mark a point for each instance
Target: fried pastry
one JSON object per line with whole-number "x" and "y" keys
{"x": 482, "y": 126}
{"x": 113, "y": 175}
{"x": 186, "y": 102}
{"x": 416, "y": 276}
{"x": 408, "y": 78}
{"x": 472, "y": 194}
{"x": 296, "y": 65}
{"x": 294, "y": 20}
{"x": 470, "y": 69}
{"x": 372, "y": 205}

════════════════

*Goal of the exercise*:
Please write out all the records again, switching "fried pastry" to "doughnut" and leaving everything else unchanged.

*Response to the task*:
mark a point for each instance
Target: doughnut
one JSON object per line with whole-number "x" and "y" keys
{"x": 482, "y": 126}
{"x": 113, "y": 175}
{"x": 186, "y": 102}
{"x": 416, "y": 276}
{"x": 408, "y": 78}
{"x": 472, "y": 194}
{"x": 296, "y": 65}
{"x": 294, "y": 20}
{"x": 470, "y": 69}
{"x": 372, "y": 205}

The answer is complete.